DATA PROVIDED:
--
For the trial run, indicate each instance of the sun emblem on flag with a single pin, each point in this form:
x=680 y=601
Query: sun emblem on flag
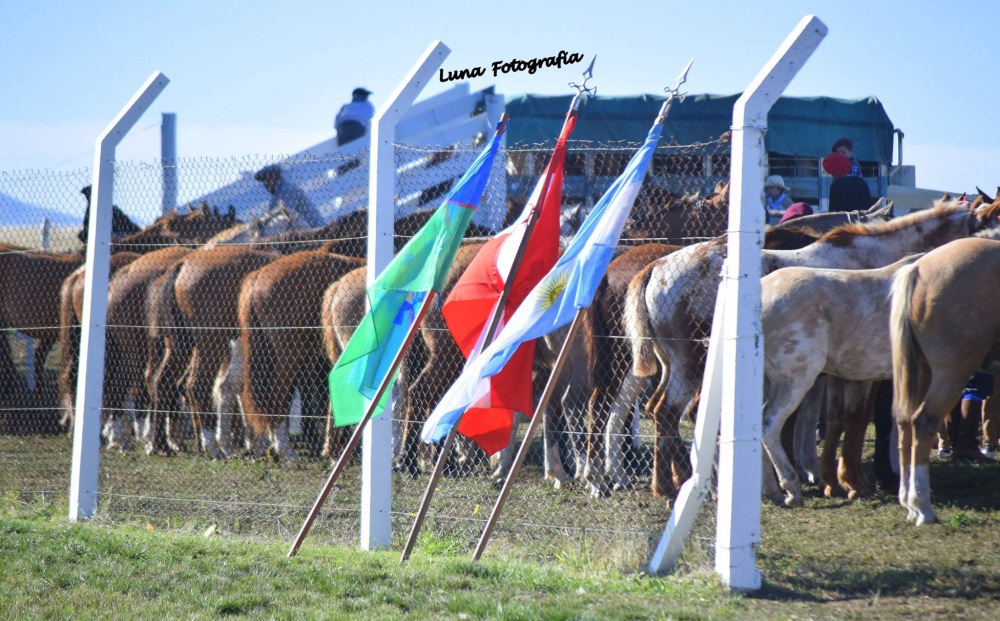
--
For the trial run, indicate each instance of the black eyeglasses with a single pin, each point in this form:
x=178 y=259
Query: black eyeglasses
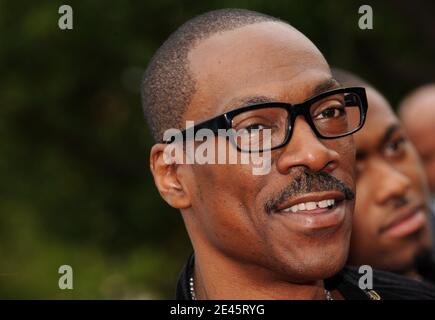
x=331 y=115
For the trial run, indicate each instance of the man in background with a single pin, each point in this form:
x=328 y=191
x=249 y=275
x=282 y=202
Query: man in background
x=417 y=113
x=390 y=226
--
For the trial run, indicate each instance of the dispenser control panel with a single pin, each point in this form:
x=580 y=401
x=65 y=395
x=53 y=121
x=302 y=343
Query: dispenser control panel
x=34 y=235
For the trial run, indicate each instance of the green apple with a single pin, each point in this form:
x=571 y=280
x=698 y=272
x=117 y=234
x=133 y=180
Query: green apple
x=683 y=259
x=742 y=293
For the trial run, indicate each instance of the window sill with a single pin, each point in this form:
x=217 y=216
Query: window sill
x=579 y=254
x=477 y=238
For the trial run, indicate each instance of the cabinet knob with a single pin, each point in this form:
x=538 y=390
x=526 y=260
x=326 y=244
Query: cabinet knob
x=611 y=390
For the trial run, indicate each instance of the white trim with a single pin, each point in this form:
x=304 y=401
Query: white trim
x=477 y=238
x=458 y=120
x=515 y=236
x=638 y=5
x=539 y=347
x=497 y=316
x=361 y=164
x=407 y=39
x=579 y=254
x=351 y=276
--
PROBLEM TO SOLVE:
Within the listing above, the range opens at the line with "For the trial run, indicate each instance of the sun" and closes at the line with "Query: sun emblem on flag". Reproduce exactly the lines of that range, including both ends.

SOLUTION TO THIS EXERCISE:
For the trial run, indicate each instance of the sun emblem on flag with a single pin, each point in this form:
x=680 y=601
Query: sun emblem on flag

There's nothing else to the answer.